-- Exercise requirements --
State how many lines of the items below contain the word "frozen". Give only the number.

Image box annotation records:
++++++++++
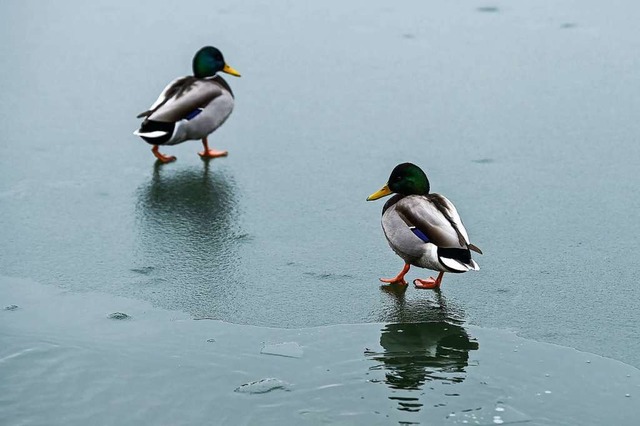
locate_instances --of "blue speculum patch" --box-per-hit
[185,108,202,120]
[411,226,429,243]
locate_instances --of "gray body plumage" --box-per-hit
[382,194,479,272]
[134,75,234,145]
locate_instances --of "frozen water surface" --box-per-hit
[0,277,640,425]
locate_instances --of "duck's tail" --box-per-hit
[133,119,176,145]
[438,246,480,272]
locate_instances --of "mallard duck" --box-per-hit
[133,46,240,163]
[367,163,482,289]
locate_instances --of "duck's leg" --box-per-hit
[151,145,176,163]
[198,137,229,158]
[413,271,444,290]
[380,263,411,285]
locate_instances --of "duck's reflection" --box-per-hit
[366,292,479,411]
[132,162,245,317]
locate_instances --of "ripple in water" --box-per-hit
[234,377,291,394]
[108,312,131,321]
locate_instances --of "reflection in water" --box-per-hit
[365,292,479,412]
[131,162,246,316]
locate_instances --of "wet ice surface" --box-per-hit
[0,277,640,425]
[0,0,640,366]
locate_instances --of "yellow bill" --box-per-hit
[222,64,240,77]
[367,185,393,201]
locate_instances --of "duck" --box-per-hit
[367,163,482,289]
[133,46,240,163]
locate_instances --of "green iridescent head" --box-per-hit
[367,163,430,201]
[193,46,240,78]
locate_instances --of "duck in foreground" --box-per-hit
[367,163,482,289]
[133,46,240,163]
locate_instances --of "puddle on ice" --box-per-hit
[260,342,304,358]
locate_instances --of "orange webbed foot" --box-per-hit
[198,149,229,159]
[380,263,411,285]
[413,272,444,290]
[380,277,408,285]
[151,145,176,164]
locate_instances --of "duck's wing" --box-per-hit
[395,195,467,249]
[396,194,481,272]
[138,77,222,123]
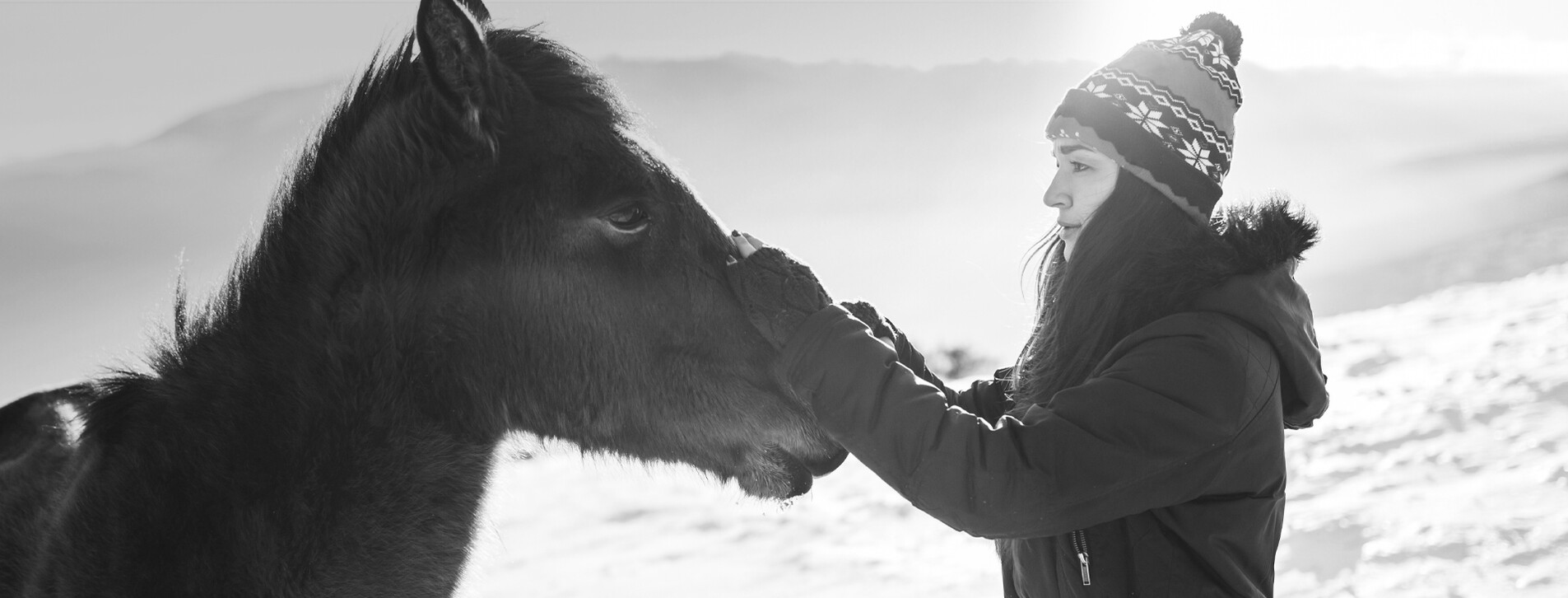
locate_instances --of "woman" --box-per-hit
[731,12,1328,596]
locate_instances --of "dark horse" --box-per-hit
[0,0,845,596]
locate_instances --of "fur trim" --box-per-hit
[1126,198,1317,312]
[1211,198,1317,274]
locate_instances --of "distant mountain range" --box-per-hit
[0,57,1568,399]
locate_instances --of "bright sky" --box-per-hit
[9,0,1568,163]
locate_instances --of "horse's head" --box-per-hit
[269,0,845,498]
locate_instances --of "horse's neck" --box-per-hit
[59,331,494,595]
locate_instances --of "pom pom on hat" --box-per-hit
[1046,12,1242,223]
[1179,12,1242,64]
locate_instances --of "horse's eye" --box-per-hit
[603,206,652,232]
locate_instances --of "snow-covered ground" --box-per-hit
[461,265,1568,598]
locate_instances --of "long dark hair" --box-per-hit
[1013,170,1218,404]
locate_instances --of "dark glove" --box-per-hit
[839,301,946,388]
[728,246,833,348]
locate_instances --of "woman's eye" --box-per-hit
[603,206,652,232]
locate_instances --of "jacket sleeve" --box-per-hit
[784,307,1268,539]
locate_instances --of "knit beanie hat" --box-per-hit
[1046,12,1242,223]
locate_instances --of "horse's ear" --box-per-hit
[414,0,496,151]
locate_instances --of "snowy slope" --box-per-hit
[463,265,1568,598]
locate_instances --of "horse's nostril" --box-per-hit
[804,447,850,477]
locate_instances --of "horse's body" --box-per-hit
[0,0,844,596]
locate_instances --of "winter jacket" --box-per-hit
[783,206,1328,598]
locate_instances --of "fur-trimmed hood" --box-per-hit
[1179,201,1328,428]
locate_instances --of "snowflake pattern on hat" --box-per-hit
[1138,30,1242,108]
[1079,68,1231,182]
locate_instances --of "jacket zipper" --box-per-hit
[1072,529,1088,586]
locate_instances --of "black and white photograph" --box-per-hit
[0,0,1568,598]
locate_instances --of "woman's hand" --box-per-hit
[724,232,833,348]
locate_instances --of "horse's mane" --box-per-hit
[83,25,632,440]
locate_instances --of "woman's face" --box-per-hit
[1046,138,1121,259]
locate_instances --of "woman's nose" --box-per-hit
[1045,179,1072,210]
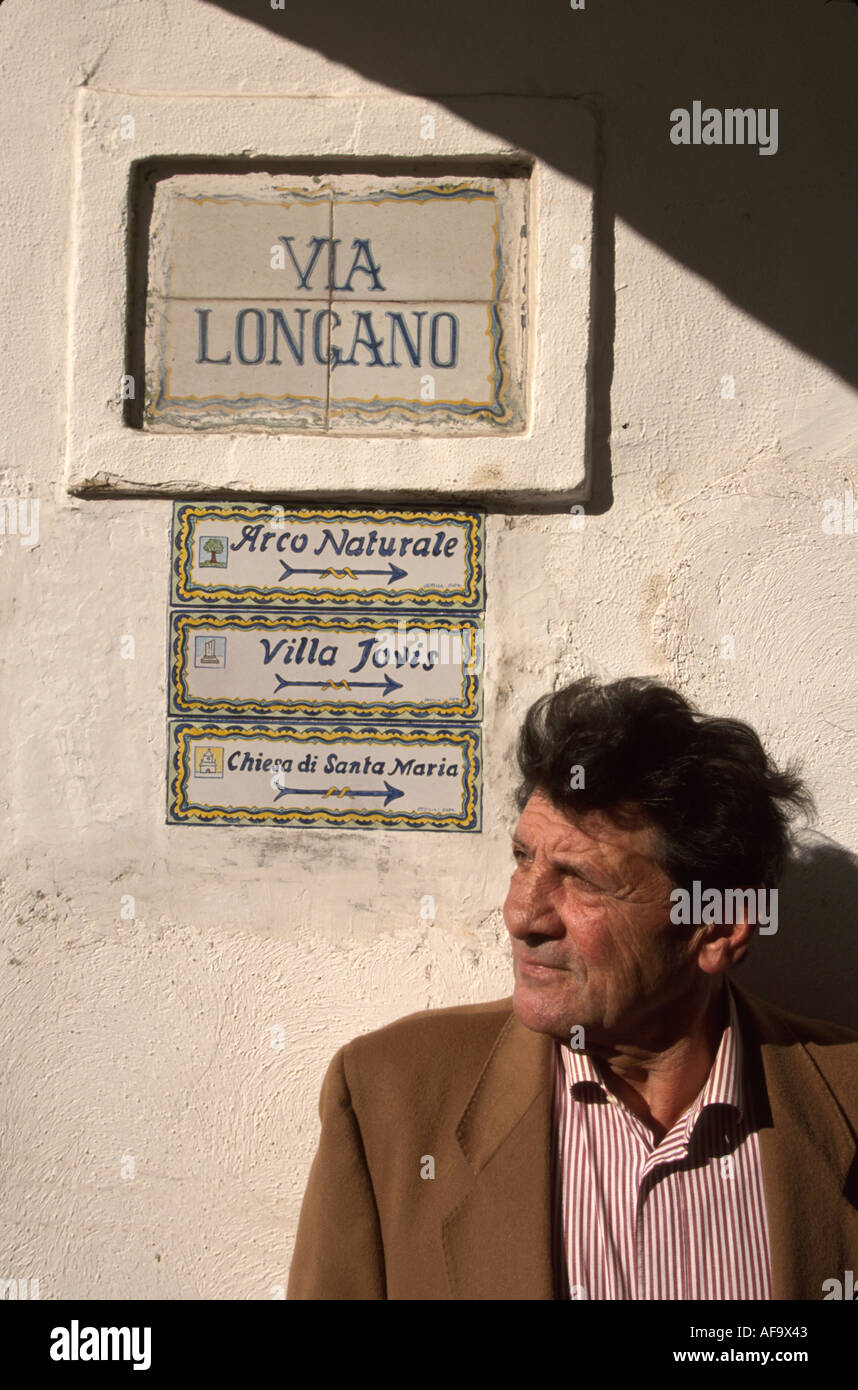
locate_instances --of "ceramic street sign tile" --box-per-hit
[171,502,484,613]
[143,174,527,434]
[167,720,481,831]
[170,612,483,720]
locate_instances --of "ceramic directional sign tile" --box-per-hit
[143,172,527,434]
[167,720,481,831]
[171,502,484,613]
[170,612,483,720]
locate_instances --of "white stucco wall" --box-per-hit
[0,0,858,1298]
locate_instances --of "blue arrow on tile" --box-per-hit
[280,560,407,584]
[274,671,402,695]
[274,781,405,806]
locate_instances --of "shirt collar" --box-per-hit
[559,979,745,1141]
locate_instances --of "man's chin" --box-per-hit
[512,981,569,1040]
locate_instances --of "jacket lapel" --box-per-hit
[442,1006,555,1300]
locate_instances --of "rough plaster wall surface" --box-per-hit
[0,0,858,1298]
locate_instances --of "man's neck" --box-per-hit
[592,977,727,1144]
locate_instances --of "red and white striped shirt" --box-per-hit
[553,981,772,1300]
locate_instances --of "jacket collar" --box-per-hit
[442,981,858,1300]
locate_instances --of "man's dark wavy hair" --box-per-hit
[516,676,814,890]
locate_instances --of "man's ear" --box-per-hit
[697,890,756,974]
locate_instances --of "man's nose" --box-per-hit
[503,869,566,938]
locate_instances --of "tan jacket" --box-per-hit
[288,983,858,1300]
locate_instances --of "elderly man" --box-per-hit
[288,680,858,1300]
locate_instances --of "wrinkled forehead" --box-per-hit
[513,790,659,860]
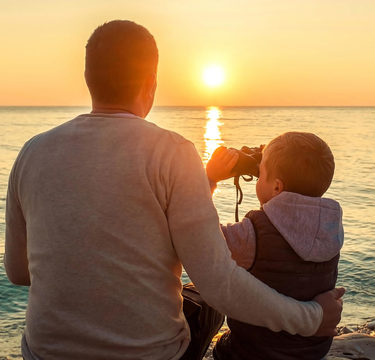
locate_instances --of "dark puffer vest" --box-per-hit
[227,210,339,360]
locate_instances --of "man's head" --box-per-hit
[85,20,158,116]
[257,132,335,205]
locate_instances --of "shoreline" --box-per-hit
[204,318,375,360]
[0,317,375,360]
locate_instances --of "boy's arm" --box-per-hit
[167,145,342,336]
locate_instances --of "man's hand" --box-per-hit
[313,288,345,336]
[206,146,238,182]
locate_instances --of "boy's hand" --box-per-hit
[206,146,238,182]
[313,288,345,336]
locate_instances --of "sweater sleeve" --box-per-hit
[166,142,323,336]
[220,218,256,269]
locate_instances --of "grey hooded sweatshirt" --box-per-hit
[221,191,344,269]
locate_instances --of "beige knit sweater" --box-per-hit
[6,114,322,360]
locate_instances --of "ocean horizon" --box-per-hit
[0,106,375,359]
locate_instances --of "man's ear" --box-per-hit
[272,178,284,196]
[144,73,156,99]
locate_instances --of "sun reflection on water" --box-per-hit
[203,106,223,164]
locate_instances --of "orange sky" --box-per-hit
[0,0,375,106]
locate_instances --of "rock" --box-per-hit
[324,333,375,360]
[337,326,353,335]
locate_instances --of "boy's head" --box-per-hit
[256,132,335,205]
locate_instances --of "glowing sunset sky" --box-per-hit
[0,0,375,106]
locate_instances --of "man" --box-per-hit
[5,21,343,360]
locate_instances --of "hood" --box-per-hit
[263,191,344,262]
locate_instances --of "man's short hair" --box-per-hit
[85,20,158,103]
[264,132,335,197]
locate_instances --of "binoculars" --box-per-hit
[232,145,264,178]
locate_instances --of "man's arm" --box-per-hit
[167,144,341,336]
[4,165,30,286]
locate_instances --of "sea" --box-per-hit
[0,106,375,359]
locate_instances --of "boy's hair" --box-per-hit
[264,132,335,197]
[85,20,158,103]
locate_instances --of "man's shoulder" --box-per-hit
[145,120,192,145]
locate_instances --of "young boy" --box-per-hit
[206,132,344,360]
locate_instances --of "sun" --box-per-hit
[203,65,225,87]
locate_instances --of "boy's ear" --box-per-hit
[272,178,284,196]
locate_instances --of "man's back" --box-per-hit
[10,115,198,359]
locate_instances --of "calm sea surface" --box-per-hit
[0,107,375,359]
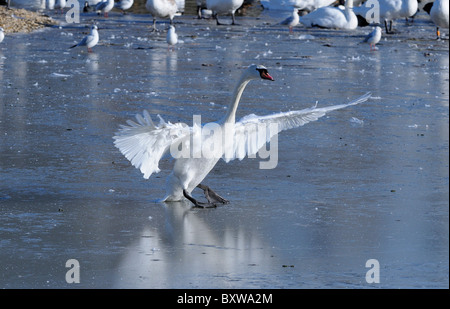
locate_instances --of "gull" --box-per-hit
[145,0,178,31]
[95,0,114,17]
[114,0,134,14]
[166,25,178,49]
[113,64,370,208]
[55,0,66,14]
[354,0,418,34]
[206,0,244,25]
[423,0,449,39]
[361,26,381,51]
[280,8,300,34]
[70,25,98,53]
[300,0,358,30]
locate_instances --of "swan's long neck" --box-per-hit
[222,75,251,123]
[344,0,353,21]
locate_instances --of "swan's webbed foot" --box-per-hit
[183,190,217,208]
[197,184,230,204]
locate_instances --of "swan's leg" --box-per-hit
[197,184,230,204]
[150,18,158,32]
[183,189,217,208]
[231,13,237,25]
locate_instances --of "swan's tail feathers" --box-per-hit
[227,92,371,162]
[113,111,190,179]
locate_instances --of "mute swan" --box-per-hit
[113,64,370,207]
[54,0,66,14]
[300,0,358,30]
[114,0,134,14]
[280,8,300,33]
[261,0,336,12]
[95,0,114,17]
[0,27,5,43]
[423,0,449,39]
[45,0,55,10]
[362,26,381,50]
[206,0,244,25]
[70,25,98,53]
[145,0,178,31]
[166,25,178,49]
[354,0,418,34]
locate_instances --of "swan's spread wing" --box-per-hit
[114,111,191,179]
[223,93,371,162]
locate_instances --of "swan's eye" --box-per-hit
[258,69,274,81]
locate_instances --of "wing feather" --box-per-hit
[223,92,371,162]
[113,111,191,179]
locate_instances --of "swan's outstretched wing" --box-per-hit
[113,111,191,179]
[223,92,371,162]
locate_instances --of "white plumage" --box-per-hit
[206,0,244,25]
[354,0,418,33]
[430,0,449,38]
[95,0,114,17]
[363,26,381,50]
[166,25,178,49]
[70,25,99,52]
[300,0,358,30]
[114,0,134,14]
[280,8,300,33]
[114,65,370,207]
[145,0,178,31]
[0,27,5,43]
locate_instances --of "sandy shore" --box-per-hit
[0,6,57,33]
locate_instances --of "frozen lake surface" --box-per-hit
++++++++++
-- Output --
2